# [Raw records]
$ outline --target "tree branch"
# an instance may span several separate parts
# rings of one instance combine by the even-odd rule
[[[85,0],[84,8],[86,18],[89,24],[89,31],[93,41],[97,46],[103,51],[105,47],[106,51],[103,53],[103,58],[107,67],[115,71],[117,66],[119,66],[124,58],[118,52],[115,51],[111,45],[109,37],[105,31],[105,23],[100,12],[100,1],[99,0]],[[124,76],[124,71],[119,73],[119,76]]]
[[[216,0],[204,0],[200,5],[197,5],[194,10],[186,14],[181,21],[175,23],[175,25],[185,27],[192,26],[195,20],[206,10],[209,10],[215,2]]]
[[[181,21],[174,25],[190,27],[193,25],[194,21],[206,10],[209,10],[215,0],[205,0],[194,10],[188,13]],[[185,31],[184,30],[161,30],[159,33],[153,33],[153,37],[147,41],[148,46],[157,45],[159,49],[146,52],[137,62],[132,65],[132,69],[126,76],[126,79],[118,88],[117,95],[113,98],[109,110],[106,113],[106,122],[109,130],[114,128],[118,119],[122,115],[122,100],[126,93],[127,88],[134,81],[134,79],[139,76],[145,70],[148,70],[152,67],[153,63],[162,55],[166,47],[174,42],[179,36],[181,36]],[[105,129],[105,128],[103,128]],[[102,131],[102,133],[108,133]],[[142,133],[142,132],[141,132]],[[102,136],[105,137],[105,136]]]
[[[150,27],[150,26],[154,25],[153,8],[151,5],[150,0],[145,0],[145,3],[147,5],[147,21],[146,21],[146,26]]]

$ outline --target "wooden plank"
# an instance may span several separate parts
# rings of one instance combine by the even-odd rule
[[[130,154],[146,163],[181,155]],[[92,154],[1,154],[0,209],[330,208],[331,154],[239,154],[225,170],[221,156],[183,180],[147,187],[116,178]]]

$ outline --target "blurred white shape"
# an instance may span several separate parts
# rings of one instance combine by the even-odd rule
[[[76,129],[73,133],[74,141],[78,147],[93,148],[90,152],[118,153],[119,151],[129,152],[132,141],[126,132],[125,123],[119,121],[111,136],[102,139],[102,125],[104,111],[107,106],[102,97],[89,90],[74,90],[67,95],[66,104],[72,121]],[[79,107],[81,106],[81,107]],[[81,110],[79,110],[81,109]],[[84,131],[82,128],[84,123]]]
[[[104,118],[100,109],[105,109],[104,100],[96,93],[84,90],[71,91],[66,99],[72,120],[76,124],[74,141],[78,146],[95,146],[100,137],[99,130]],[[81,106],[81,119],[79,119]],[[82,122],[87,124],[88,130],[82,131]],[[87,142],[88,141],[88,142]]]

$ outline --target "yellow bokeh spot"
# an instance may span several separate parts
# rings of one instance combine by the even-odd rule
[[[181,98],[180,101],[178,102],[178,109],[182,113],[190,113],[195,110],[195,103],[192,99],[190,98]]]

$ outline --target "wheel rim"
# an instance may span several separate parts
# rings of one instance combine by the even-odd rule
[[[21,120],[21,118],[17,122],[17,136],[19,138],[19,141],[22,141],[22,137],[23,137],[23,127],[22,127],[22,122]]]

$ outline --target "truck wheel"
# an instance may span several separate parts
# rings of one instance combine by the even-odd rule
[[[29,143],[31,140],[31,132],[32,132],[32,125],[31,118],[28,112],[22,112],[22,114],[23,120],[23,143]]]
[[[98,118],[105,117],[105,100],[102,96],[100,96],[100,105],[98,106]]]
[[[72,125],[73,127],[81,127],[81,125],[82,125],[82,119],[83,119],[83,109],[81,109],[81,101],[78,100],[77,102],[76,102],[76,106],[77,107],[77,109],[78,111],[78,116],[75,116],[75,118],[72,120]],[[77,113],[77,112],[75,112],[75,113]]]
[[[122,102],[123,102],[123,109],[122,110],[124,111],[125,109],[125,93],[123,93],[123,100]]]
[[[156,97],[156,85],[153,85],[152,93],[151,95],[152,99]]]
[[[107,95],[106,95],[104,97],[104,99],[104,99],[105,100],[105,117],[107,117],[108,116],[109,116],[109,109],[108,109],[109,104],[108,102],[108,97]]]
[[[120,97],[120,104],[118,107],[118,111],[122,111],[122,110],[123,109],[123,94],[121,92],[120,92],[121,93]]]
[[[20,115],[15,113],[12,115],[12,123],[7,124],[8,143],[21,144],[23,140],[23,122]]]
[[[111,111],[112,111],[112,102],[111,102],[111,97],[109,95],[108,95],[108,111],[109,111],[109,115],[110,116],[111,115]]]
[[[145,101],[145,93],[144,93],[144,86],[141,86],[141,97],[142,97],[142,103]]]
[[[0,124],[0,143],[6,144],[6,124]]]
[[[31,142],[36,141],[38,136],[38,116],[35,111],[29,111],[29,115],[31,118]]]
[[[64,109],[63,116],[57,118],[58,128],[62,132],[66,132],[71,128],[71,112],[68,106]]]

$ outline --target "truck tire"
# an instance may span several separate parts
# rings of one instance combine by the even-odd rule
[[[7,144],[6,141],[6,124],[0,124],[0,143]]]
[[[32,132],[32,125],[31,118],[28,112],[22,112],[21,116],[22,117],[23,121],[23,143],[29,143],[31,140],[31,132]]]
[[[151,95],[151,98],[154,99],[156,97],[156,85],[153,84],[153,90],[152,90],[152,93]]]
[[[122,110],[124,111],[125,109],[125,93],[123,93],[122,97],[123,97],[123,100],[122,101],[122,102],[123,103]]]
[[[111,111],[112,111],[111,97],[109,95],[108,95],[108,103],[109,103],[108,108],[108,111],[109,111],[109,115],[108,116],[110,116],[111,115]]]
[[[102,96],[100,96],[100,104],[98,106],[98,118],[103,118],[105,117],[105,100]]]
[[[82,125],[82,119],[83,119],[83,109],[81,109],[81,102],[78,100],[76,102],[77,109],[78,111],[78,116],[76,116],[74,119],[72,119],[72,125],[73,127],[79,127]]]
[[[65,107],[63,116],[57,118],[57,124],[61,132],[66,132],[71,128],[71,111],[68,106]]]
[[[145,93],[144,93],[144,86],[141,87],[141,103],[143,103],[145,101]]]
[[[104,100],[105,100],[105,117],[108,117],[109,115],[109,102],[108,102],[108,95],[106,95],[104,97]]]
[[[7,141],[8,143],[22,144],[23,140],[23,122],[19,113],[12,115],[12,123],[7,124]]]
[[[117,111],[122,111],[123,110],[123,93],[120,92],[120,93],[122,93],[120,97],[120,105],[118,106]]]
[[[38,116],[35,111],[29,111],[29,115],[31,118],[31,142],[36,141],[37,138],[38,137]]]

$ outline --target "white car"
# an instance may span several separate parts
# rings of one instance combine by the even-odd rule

# [Written exercise]
Write every line of the material above again, exactly.

# [Solved exercise]
$ outline --target "tree branch"
# an instance may span several separate parts
# rings of one instance combine by the even-odd rule
[[[85,0],[84,8],[86,18],[89,24],[89,31],[93,41],[97,46],[103,51],[105,47],[106,51],[103,53],[103,58],[107,67],[115,71],[117,66],[119,66],[124,58],[118,52],[115,51],[111,45],[109,37],[105,31],[105,23],[100,12],[100,1],[99,0]],[[124,76],[124,71],[119,73],[119,76]]]
[[[216,0],[204,0],[200,5],[197,5],[194,10],[186,14],[181,21],[175,23],[175,25],[185,27],[192,26],[195,20],[206,10],[209,10],[215,2]]]
[[[181,21],[174,25],[190,27],[193,25],[194,21],[206,10],[209,10],[215,0],[205,0],[194,10],[188,13]],[[185,31],[184,30],[161,30],[159,33],[153,33],[153,37],[147,41],[148,46],[157,45],[159,49],[146,52],[137,62],[132,65],[132,69],[126,76],[126,79],[118,88],[117,95],[113,98],[109,110],[106,113],[106,122],[109,130],[114,128],[118,119],[122,115],[122,100],[126,93],[127,88],[134,81],[134,79],[139,76],[145,70],[148,70],[152,67],[153,63],[162,55],[166,47],[174,42],[179,36],[181,36]],[[105,129],[105,128],[103,128]],[[102,131],[102,133],[108,133]],[[142,133],[142,132],[141,132]],[[102,136],[105,137],[105,136]]]
[[[150,27],[150,26],[154,25],[153,8],[151,5],[150,0],[145,0],[145,3],[147,5],[147,21],[146,21],[146,26]]]

$ outline --target "wooden plank"
# an instance may span several separate parts
# rings of one instance combine by the even-odd rule
[[[130,154],[146,163],[181,155]],[[92,154],[1,154],[0,209],[330,208],[331,154],[239,154],[225,170],[221,156],[183,180],[147,187],[116,178]]]

$ outline --target "blurred white shape"
# an instance may span several separate parts
# rings of one instance combine by the even-odd rule
[[[76,129],[73,133],[74,141],[78,147],[93,148],[90,152],[118,153],[119,151],[129,152],[132,141],[126,132],[125,123],[119,121],[111,136],[102,139],[102,125],[104,111],[107,106],[102,97],[89,90],[74,90],[67,95],[66,104],[72,121]],[[79,107],[81,106],[81,107]],[[81,110],[79,110],[81,109]],[[84,131],[82,128],[84,123]]]
[[[104,118],[100,109],[105,109],[104,100],[96,93],[84,90],[71,91],[66,99],[72,120],[76,124],[74,141],[78,146],[95,146],[100,137],[99,130]],[[81,106],[81,119],[79,119]],[[82,122],[87,124],[88,130],[82,131]],[[87,142],[88,141],[88,142]]]

$ outline --target "yellow bokeh spot"
# an instance may span several separate parts
# rings of one instance combine by the even-odd rule
[[[181,98],[180,101],[178,102],[178,109],[182,113],[190,113],[195,110],[195,103],[192,99],[190,98]]]

$ outline --target "wheel rim"
# an instance may span several separate parts
# rings of one instance combine by the even-odd rule
[[[21,120],[21,118],[17,122],[17,136],[19,138],[19,141],[22,141],[22,137],[23,137],[23,127],[22,127],[22,122]]]

$ outline --target "truck wheel"
# an instance may span several separate parts
# rings of one instance combine by the even-odd rule
[[[29,143],[31,140],[31,132],[32,132],[32,125],[31,118],[28,112],[22,112],[22,114],[23,120],[23,143]]]
[[[98,118],[105,117],[105,100],[102,96],[100,96],[100,105],[98,106]]]
[[[72,125],[73,127],[81,127],[81,125],[82,125],[82,119],[83,119],[83,109],[81,109],[81,101],[78,100],[77,102],[76,102],[76,106],[77,107],[77,109],[78,111],[78,116],[75,116],[75,118],[72,120]],[[77,113],[77,112],[75,112],[75,113]]]
[[[122,102],[123,102],[123,109],[122,110],[124,111],[125,109],[125,93],[123,93],[123,100]]]
[[[156,97],[156,85],[153,85],[152,93],[151,95],[152,99]]]
[[[107,95],[106,95],[104,97],[104,99],[104,99],[105,100],[105,117],[107,117],[108,116],[109,116],[109,109],[108,109],[109,104],[108,102],[108,97]]]
[[[120,97],[120,104],[118,107],[118,111],[122,111],[122,110],[123,109],[123,94],[121,92],[120,92],[121,93]]]
[[[20,115],[15,113],[12,115],[12,123],[7,124],[8,143],[21,144],[23,140],[23,122]]]
[[[111,111],[112,111],[112,102],[111,102],[111,97],[109,95],[108,95],[108,111],[109,111],[109,115],[110,116],[111,115]]]
[[[145,101],[145,93],[144,93],[144,86],[141,86],[141,97],[142,97],[142,103]]]
[[[0,124],[0,143],[6,144],[6,124]]]
[[[31,142],[36,141],[38,136],[38,116],[35,111],[29,111],[29,115],[31,118]]]
[[[64,109],[63,116],[57,118],[58,128],[62,132],[66,132],[71,128],[71,112],[68,106]]]

$ outline --target "truck tire"
# an instance may span several separate parts
# rings of one instance combine by the even-odd rule
[[[7,144],[6,141],[6,124],[0,124],[0,143]]]
[[[32,132],[32,125],[31,118],[28,112],[22,112],[21,116],[22,117],[23,121],[23,143],[29,143],[31,140],[31,132]]]
[[[151,95],[151,98],[154,99],[156,97],[156,85],[153,84],[153,90],[152,90],[152,93]]]
[[[122,110],[124,111],[125,109],[125,93],[123,93],[122,97],[123,97],[123,100],[122,101],[122,102],[123,103]]]
[[[111,111],[112,111],[111,97],[109,95],[108,95],[108,103],[109,103],[108,108],[108,111],[109,111],[109,115],[108,116],[110,116],[111,115]]]
[[[102,96],[100,96],[100,104],[98,106],[98,118],[103,118],[105,117],[105,100]]]
[[[82,125],[82,119],[83,119],[83,109],[81,109],[81,102],[78,100],[76,102],[77,109],[78,111],[78,116],[76,116],[74,119],[72,119],[72,125],[73,127],[79,127]]]
[[[65,107],[63,116],[57,118],[57,124],[61,132],[66,132],[71,128],[71,111],[68,106]]]
[[[145,93],[144,93],[144,86],[141,87],[141,103],[143,103],[145,101]]]
[[[104,100],[105,100],[105,117],[108,117],[109,115],[109,102],[108,102],[108,95],[106,95],[104,97]]]
[[[7,141],[8,143],[22,144],[23,140],[23,122],[19,113],[12,115],[12,123],[7,124]]]
[[[117,111],[122,111],[123,110],[123,93],[120,92],[120,93],[122,93],[120,97],[120,105],[118,106]]]
[[[38,116],[35,111],[29,111],[29,115],[31,118],[31,142],[36,141],[37,138],[38,137]]]

$ outline --target "white car"
# an instance may span several separate parts
# rings of one instance combine by the even-odd rule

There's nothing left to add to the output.